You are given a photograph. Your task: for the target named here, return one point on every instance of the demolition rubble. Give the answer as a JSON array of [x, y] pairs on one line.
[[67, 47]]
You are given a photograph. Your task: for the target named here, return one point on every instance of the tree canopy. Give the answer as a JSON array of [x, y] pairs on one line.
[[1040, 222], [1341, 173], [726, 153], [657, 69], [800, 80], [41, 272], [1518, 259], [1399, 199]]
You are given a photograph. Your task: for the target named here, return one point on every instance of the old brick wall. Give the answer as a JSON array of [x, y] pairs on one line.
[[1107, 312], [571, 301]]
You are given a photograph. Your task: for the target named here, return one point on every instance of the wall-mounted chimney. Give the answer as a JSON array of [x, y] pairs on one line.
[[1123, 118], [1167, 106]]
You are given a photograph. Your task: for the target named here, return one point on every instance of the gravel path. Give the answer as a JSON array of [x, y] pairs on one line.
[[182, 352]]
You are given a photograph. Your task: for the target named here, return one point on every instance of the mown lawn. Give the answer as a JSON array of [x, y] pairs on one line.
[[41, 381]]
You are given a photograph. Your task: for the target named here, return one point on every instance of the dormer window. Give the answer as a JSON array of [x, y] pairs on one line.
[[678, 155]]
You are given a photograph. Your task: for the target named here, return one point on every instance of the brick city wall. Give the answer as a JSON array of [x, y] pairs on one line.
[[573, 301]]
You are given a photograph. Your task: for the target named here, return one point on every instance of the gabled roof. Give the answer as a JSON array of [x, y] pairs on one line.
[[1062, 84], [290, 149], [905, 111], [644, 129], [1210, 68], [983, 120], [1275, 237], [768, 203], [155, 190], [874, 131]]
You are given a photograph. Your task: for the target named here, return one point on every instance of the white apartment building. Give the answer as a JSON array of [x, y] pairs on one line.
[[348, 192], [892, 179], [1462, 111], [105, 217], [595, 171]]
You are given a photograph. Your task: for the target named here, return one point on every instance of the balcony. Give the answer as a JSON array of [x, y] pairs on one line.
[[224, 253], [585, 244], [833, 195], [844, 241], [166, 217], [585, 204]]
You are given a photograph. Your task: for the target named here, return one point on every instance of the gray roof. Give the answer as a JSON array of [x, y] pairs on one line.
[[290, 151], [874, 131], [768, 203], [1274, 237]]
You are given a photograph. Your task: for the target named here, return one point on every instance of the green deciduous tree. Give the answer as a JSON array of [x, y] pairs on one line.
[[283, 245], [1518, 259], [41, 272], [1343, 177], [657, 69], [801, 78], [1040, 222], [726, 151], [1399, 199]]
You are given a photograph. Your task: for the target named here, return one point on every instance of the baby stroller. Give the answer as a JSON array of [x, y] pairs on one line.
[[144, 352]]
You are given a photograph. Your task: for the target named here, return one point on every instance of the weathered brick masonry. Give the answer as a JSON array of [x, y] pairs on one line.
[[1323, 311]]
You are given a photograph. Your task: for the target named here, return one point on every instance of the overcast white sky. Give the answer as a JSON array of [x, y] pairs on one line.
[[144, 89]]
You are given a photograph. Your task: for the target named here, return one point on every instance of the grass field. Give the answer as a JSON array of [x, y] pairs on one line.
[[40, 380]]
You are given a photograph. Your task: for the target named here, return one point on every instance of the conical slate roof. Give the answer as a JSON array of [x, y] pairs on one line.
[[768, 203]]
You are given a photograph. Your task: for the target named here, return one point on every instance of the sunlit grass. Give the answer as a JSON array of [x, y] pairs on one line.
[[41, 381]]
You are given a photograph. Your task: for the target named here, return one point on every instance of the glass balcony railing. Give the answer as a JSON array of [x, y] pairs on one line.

========================

Put all of the records above into a numbered list, leaving out any blank lines.

> **Solution for this problem**
1. You are given a photograph. Your task: for the target named here, return one point on every instance of the demolition rubble. Give the answer as a JSON array of [x, y] pairs on one line.
2. [[67, 47]]
3. You are given a photograph. Your task: for the target named here, return one point on every instance of the tree canopy. Give the answer as a JSON array of [x, y] pairs on one line.
4. [[1040, 222], [1341, 173], [726, 153], [657, 69], [800, 80], [41, 272], [1518, 259], [1399, 199]]
5. You are given a photograph. Your task: for the target named here, return one point on every instance of the old brick wall. Give the answer as a JSON array of [x, y] pairs on one line.
6. [[1107, 312], [571, 301]]
7. You are given a photograph. Your task: for the target named here, return one point on every instance of the wall-mounted chimney. Give the answer as a JSON array of [x, y] pairs on one line.
8. [[1123, 118], [1167, 106]]
9. You are given a photograph. Your task: for the target named here, return one point on every instance of the gravel path. Give the answer as a JSON array of [x, y] pairs on one line.
10. [[182, 352]]
11. You are given a photograph. Your task: for the target named here, return one point on every instance of the mown lawn. Give the answer as a JSON array of [x, y] pairs on one line.
12. [[41, 381]]
13. You are given a photograph. Your task: for the target named here, return one point on every instance of the dormer window. Give the answer as a JSON array of [x, y] pairs on one line.
14. [[678, 155]]
15. You are given a photograph. Your task: for the target named here, return one point on every instance of the brick city wall. Give the answer as a JSON array of [x, y] pairs on one line.
16. [[573, 301]]
17. You are given a photograph. Your task: for the target named here, return one point on every instance of the gabled roof. Give the answer as a JSON array of [x, y] pairs on one line.
18. [[1062, 84], [290, 149], [905, 111], [644, 129], [1210, 68], [983, 120], [1275, 237], [768, 203], [155, 190], [874, 131]]
19. You are given a photograph. Your task: for the target named here, return one point on every instance of the white apartment building. Give the answer as a JSON array of [x, y] pairs on one line.
20. [[348, 192], [892, 179], [1462, 111], [105, 217], [595, 171]]
21. You are given a photograph. Your task: for the target named here, return one point on every instance of the balcony. Give the answer as a JSON array of [x, y] pairs on one line.
22. [[224, 253], [585, 244], [833, 195], [844, 241], [166, 217], [585, 204]]
23. You are given a photograph. Your task: for the target named here, return one point on every instance of the gray roof. Give the answer as a JSON array of [x, y] pairs on one line.
24. [[290, 151], [874, 131], [768, 203], [1274, 237]]
25. You are given a photograph. Your task: for the target named here, return one point on every instance of the green deciduous tree. Give the answer as a JSON array of [x, y] pairs on one line.
26. [[283, 245], [1518, 259], [41, 272], [1343, 177], [657, 69], [801, 78], [1040, 222], [726, 151], [1399, 199]]
27. You are given a photograph. Your task: for the target named here, return one point on every instance of the baby stroller. Give the answer as a JSON array of [x, y] pairs on one line.
28. [[144, 352]]
29. You are given a photograph. Your task: for the target named here, return one point on every instance of the weathered brick masonry. Give the answer as a JSON array of [x, y] pairs on one line.
30. [[1323, 311]]
31. You are given a photograph. Your task: for the target named here, return one point on every instance of the overcast white sky. Give the answer as a JSON array of [x, y] pairs on one line.
32. [[144, 89]]
33. You are given a photograph. Your task: for the target named here, return one point on every instance of the grass field. Give the answer as a JSON array of [x, y] pairs on one line.
34. [[40, 380]]
35. You are given a photograph. Your task: for the target named here, return one point on every instance of the conical slate roof. Give the answer as a JSON array of [x, y] pairs on one line.
36. [[768, 203]]
37. You are given a photograph. Your task: for the target named here, return one point on every instance of the sunlit grass. Give the answer as a JSON array of [x, y] pairs on one line.
38. [[41, 381]]
39. You are given a photograph. Your task: for the target named here, return one point on every instance of the glass balcony railing. Give the answer as a JSON array of [x, y] pairs on one line.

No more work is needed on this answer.